* What you should do
Top to bottom, output the entries that follow exactly.

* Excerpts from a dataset
# # # # # # #

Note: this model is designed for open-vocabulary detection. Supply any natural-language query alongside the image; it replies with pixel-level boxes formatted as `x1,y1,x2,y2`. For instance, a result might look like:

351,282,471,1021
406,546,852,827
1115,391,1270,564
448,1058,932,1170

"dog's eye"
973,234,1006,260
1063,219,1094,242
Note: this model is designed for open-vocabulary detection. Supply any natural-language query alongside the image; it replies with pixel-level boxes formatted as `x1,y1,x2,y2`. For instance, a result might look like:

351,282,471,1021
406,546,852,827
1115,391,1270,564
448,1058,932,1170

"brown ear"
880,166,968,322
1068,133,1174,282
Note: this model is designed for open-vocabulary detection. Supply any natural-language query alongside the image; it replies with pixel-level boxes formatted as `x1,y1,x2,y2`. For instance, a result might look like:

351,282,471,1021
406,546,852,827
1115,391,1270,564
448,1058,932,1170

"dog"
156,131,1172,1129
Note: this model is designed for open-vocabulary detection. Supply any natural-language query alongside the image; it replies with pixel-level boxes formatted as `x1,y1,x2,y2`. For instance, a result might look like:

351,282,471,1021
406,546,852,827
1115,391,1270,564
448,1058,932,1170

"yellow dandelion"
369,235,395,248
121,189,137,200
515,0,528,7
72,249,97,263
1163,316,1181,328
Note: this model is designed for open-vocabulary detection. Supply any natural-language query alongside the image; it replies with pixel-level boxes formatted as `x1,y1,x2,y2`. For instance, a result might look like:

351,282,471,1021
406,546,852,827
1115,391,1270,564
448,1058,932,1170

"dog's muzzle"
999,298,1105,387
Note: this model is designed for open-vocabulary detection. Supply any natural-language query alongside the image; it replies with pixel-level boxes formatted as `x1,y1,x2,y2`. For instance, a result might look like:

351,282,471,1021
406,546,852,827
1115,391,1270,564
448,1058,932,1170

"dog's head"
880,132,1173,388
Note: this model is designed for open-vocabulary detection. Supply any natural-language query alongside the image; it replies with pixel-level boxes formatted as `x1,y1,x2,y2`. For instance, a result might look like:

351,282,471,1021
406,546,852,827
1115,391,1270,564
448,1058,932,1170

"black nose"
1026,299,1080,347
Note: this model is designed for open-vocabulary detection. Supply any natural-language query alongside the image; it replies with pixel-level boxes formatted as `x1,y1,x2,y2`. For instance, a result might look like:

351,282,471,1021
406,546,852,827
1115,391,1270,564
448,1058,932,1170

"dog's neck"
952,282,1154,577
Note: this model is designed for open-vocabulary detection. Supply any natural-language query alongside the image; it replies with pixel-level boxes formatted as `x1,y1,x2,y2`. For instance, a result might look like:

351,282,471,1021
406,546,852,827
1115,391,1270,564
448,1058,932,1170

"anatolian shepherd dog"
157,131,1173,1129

# # # # # # #

* Solution below
Note: this model is designed for open-vocabulary detection. Supply any natural-language query alongside the image; it replies with pixel-level boxes formatted as `x1,y1,x2,y2`. For instance, a result might look like:

351,282,471,1021
406,546,852,827
1115,391,1270,564
448,1058,932,1170

"dog's eye"
973,234,1006,260
1063,219,1094,242
Note: this model is designed for open-vocabulary detection. Supply any natural-language query alongside the image; it replies with pixel-level boxes formatted as `x1,y1,x2,y2`. For instance, a result might look like:

351,282,471,1021
406,546,852,827
1115,391,1270,564
448,1058,932,1170

"brown ear"
880,166,968,322
1068,133,1174,282
Note: this model is designed for open-vocabulary detection. Supply any natural-language query alongside the image; it replies with pixel-level boxes formatted as `x1,y1,x2,y2`. For instance, a result might look like:

351,282,471,1021
406,546,852,827
1115,391,1270,564
448,1058,932,1170

"dog"
156,131,1172,1129
Note: this model is designed for open-vocabulary detection. Supply any natural-language query alongside the image; it replies with pixel-level boxes formatted as `x1,y1,x2,y2`. For instance, a result might look like:

351,282,471,1021
406,546,852,827
1115,391,1270,564
448,1058,932,1170

"yellow dandelion"
369,235,395,248
121,189,137,200
515,0,528,7
72,249,97,263
1163,316,1181,328
Note: this model is designed for open-vocabulary detection. Supply any natural-language query alongside the image; it replies with pixel-level boxes formatted as `x1,y1,x2,y2`. For instance, a result might look like:

351,282,471,1021
406,546,852,827
1115,391,1270,564
448,1058,932,1170

"dog's muzzle"
999,298,1105,387
Note: this model is designed for open-vocabulary detection. Supply any natural-language query alongside the image; it replies with pixel-level boxes formatted as `x1,y1,x2,y2`. For instance, a result might look like:

351,282,471,1021
406,546,852,827
1115,391,1270,564
448,1058,932,1170

"dog's head"
880,132,1173,388
Note: this model is designed for open-vocabulary detection. Supply any natural-language query alongside the image; it replies with pixel-level boxes formatted as `x1,y1,x2,y2`. For instance, a result might look like:

351,282,471,1021
406,546,852,827
1115,391,1270,564
448,1058,932,1170

"black nose"
1026,299,1080,347
Note: this model is designed for open-vocabulary detection. Supply any natural-language query alongside the image; it replies with pixel-level boxes formatted as `x1,y1,x2,y2`. For instance, a result might look like:

351,282,471,1021
406,546,852,827
1115,391,1270,564
448,1058,932,1170

"dog's neck"
952,282,1154,577
Note: this model is designed for open-vocabulary detection. Supply any natural-language query alongside the image; it replies with pixel-level boxes formatted as `x1,y1,x2,y2`. For instance, a result might look like:

351,282,471,1021
406,546,852,827
1115,391,1270,564
448,1058,932,1170

"anatolian shepherd dog"
157,131,1173,1129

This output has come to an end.